### Given exercise
Copy out every line in the records below that contains the word "mountain", matching case exactly.

### Data

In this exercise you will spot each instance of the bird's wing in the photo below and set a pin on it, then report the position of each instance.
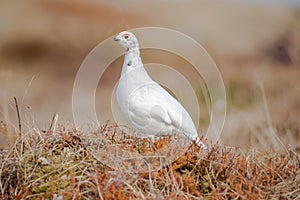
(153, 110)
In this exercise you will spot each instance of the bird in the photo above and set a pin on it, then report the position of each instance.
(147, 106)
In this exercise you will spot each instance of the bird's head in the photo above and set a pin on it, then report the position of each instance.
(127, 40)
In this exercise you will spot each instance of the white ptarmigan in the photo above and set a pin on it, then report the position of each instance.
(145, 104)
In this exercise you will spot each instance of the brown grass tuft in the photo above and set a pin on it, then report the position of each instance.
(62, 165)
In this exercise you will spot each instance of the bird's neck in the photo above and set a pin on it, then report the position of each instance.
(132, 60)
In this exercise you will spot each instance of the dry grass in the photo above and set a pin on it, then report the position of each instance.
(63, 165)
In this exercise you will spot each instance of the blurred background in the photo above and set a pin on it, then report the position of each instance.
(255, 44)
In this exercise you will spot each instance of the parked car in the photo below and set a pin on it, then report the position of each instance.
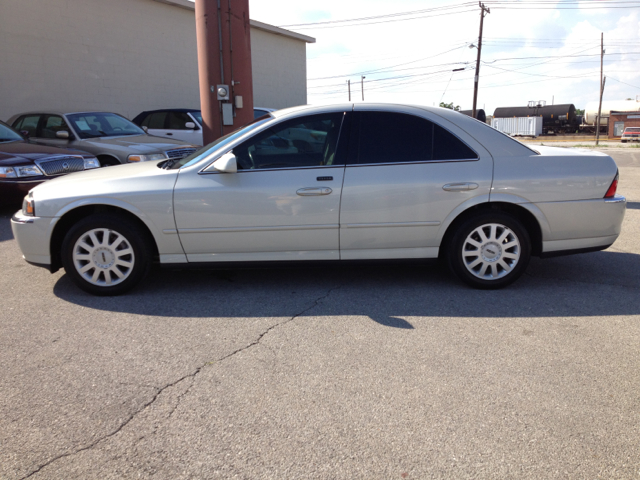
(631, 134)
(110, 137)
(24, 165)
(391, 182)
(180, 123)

---

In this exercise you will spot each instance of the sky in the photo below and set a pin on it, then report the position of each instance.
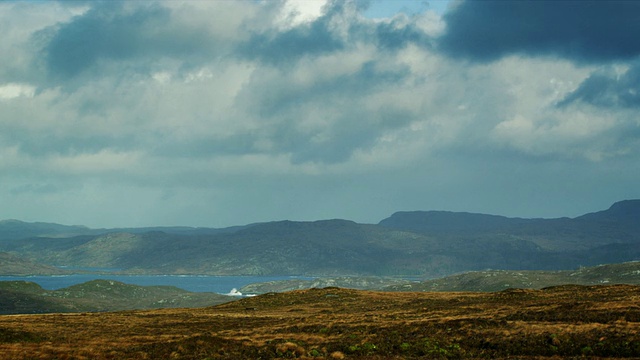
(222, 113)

==

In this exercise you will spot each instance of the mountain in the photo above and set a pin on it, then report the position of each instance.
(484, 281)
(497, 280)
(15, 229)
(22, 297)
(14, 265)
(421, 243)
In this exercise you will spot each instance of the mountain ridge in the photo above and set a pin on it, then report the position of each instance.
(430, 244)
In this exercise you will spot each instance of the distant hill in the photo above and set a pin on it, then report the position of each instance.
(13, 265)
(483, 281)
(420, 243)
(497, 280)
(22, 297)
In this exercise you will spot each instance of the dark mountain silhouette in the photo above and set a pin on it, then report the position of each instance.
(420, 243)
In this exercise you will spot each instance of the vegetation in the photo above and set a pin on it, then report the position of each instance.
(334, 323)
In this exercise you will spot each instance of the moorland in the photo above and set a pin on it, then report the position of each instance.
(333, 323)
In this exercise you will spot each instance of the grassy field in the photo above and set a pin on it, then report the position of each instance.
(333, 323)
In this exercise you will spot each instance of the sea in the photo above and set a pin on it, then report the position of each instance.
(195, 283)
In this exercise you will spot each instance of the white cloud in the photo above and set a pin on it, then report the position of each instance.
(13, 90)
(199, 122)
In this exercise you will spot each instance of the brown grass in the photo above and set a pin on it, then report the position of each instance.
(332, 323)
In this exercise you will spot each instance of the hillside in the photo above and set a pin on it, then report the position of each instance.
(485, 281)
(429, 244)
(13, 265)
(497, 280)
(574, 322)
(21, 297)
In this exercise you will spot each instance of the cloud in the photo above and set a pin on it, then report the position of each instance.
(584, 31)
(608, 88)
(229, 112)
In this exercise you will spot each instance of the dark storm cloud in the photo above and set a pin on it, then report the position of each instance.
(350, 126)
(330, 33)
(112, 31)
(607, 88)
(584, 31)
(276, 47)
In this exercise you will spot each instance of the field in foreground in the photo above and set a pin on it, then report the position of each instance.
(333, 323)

### Expected answer
In this exercise you will spot each instance of the mountain in the photo above and set a pin on it, then report the position of each instance.
In this exercise you will spot each instance of the mountain ridge in the photo above and set a pin on it, then report the position of each instance.
In this exercise you will spot each instance of the dark mountain silhouette in the photo above and set a pin on it, then report the position of each instance.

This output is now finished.